GIVEN INSTRUCTION:
Rewrite the rows below as a JSON list of strings, with one string for each line and no blank lines. Leave the pictures out.
——————
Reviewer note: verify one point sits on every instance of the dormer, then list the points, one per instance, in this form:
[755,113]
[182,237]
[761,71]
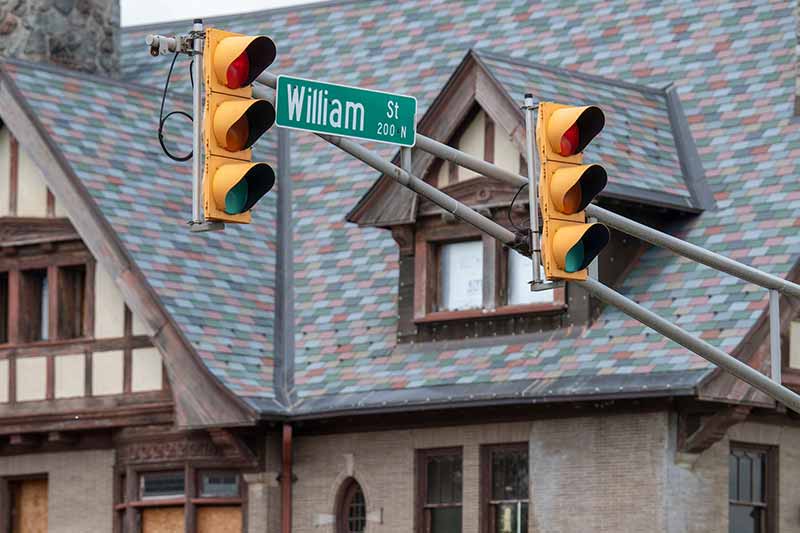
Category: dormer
[456,282]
——————
EXPECTED ANSWER:
[
  "Reviewer note: verify one point sits on every instance of the dormer, then list the points, one per instance, in this form:",
  "[755,113]",
  "[182,237]",
  "[761,71]",
  "Category: dormer",
  "[456,282]"
]